Goal:
Reproduce the following data line for line, leaving out the pictures.

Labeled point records
□ □ □ □ □

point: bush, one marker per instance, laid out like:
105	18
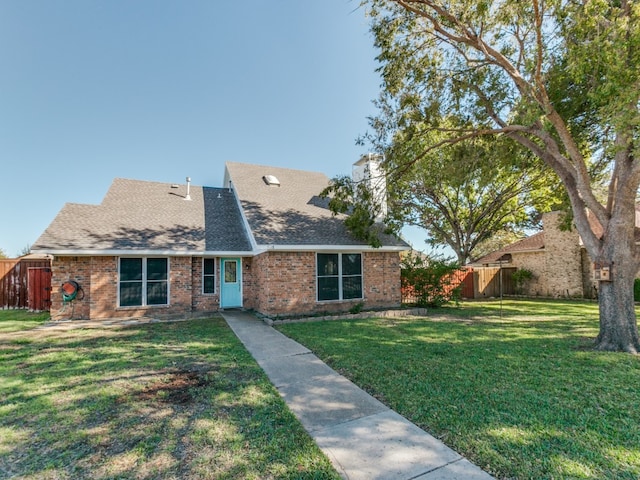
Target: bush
520	277
429	282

□ □ □ □ □

Written solution:
point: bush, one marker per instance, laid out like:
105	18
Target: bush
520	277
429	282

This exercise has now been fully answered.